Region segmentation data.
++++

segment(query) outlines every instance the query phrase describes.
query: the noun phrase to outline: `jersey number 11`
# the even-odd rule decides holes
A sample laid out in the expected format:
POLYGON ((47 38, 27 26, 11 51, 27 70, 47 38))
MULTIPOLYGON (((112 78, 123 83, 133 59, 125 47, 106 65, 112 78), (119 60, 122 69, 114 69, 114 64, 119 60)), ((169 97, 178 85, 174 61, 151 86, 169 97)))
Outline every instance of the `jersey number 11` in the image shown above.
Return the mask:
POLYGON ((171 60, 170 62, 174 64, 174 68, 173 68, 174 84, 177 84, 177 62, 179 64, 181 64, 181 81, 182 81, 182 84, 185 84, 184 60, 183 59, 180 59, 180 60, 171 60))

++++

WRITTEN PROBLEM. Rename "noun phrase" to "descriptive phrase" in the material, from its start through the line containing "MULTIPOLYGON (((112 78, 123", inclusive. Reproduce those lines alone, with no other changes.

RESULT BELOW.
segment(query) outlines every instance the query phrase describes.
query: the descriptive phrase to outline: `jersey number 11`
# the even-odd rule decides holes
A sample laid out in the expected format:
POLYGON ((47 38, 27 26, 11 51, 27 70, 47 38))
MULTIPOLYGON (((112 78, 123 83, 133 59, 125 47, 106 65, 112 78), (119 60, 122 69, 114 69, 114 64, 119 60)), ((169 97, 178 85, 174 61, 151 86, 169 97)))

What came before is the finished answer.